• Input data:
== Segment start ==
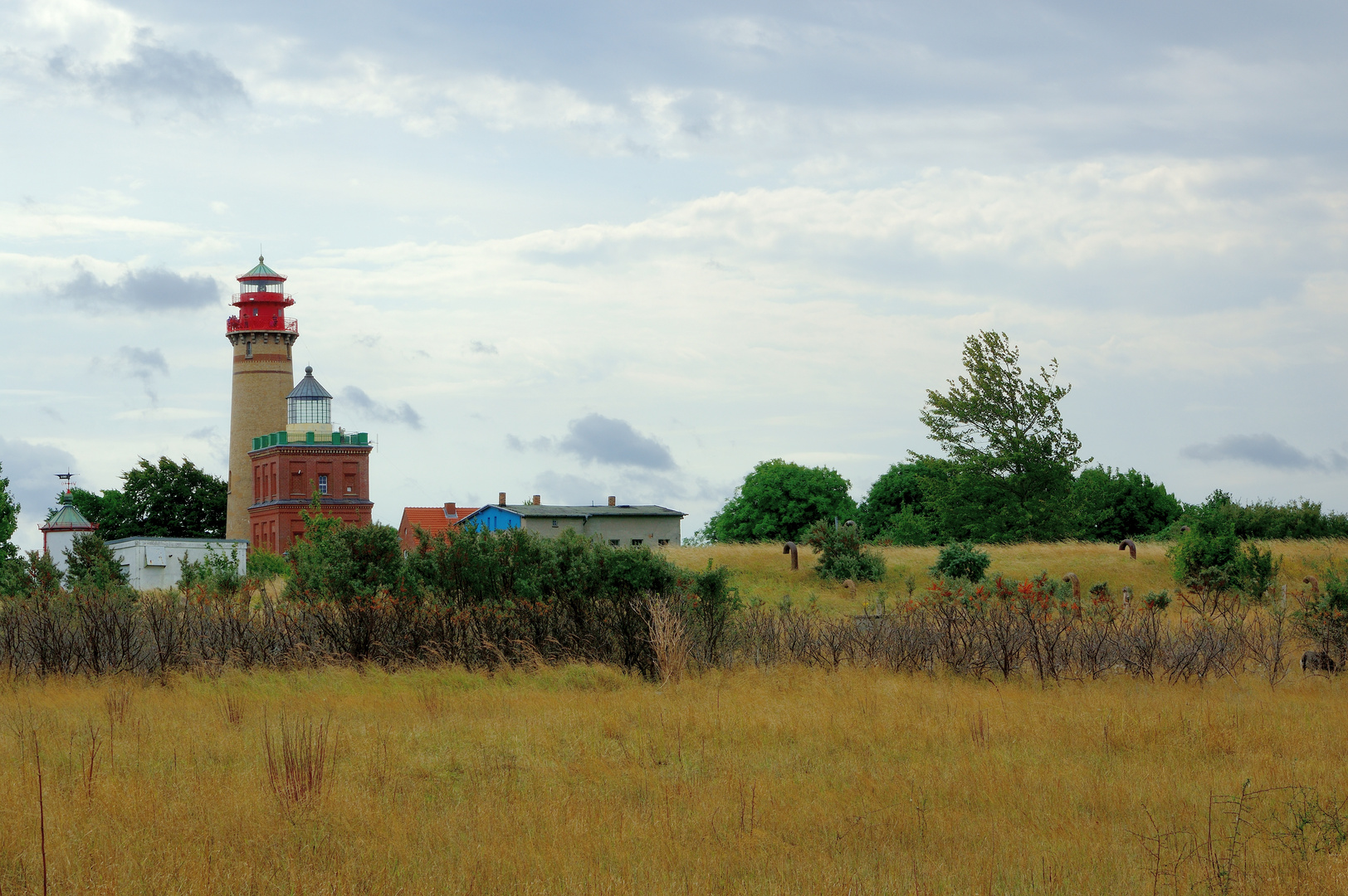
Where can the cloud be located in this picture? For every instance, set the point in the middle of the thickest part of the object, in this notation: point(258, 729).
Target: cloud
== Segment end ==
== Segment start ==
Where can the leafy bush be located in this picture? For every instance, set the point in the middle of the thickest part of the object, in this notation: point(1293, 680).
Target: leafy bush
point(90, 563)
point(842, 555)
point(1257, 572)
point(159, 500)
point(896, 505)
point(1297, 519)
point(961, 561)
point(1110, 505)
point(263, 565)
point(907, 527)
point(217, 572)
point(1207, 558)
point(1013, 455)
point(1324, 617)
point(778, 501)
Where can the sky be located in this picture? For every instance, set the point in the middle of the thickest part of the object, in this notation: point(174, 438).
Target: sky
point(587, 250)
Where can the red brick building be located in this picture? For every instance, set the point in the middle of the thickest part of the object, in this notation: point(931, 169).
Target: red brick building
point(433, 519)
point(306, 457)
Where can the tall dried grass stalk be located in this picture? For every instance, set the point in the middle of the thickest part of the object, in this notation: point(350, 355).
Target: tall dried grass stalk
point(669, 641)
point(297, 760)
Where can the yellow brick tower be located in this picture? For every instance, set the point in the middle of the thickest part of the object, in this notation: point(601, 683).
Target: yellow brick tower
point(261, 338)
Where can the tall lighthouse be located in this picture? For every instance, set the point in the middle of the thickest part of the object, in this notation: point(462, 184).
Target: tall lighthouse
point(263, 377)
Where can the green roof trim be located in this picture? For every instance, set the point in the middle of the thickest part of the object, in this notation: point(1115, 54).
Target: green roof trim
== Segment end ==
• How to complete this task: In the data above, find the line with "Where can the cloud" and the line with "Target: cloud". Retype both, plus every line between them, exactly.

• Solution:
Where can the cloud be located in this picture? For every instance, set the point in the middle of the thickest part of the object, in this notation: point(258, 729).
Target: cloud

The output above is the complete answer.